EXERCISE INSTRUCTIONS
Reproduce the portion of the passage on Billy Wilder's first days as a director starting with "Ginger Rogers and" and going on through "now a director.", swapping "stand-in" for "body double".

··· READING PASSAGE

Billy’s personal life was in flux as well. Only someone as peripatetic as Wilder would have launched his directing career and moved into a new house at the same time. On March 9, he and Judith bought themselves a large, isolated estate at 9590 Hidden Valley Road, near the top of Coldwater Canyon. The house, itself surrounded by a good deal of property, couldn’t have been more removed from the high voltage of Hollywood. Situateci at the very end of a twisting lane, Billy and Judith’s new residence was removed even from tiny Hidden Valley Road. It befitted Billy’s new status. Now that he was a big man in town, he had a big house high in its outskirts. Judith could even keep horses up there. The place was a refuge—at least for Judith.
On March 12, 1942, a very large crowd of people met on Paramount’s sound stages 16 and 17 to begin filming some of The Major and the Minor’s Grand Central Station sequences. There were electricians, props assistants, sound men, Leo Tover and his assistants, extras, script assistants, makeup artists, costumers, and every Austro-German émigré director Ernst Lubitsch could round up, the latter group hoping to give Billy moral support: William Wyler, Michael Curtiz, William Dieterle, Henry Koster, E. A. Dupont, and Lubitsch himself. Preston Sturges also showed up on the set that first morning. Billy was wearing a sweater, which Sturges promptly yanked up in order to examine what was underneath. “All wrong,” he said. Sturges then explained to the puzzled Billy that since he was now engaged in what was essentially physical labor, he would end up with terrible back problems unless he wore a strong belt for support. “What size are you?” the seasoned pro asked the novice. “Thirty-two,” Billy replied. Sturges promptly handed him a gift: a wide leather belt, which Billy gratefully accepted. He still ended up with severe and persistent backaches.
Ginger Rogers and her stand-in were called to the set on schedule at 9:00 A.M. The first shot was taken at 10:25 A.M. Billy Wilder was now a director.

······
··· SUPPLIED INFORMATION

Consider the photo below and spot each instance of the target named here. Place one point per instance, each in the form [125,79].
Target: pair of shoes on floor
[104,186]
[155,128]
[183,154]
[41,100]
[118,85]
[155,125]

······
··· SUPPLIED INFORMATION

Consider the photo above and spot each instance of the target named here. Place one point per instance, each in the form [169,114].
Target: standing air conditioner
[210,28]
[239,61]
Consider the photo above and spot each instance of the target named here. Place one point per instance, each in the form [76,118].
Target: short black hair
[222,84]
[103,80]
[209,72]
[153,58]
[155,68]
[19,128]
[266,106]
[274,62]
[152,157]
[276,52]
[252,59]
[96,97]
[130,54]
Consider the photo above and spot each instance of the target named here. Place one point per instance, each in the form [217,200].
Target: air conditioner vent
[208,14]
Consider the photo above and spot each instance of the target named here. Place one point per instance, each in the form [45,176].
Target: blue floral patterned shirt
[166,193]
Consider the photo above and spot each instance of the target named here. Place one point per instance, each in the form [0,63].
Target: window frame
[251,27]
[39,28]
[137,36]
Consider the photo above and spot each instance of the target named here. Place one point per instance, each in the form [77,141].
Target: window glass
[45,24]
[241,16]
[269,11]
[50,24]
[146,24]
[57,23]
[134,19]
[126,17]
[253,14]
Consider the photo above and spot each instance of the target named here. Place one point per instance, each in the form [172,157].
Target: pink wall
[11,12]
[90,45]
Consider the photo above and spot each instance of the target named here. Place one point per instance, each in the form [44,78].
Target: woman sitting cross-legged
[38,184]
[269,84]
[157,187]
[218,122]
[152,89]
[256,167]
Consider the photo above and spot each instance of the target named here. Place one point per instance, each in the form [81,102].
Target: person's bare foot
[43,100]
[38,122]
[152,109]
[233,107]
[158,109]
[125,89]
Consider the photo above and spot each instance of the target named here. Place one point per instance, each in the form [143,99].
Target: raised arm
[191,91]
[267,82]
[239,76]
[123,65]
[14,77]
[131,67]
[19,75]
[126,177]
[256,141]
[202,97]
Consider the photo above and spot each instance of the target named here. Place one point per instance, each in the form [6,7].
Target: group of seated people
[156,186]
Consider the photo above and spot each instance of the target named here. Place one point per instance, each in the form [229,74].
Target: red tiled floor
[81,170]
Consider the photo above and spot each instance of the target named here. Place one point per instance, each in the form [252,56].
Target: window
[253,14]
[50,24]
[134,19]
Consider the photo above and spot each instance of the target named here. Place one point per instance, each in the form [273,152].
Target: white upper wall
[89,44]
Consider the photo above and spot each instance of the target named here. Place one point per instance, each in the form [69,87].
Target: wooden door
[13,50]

······

SOLUTION FOR THIS EXERCISE
Ginger Rogers and her body double were called to the set on schedule at 9:00 A.M. The first shot was taken at 10:25 A.M. Billy Wilder was now a director.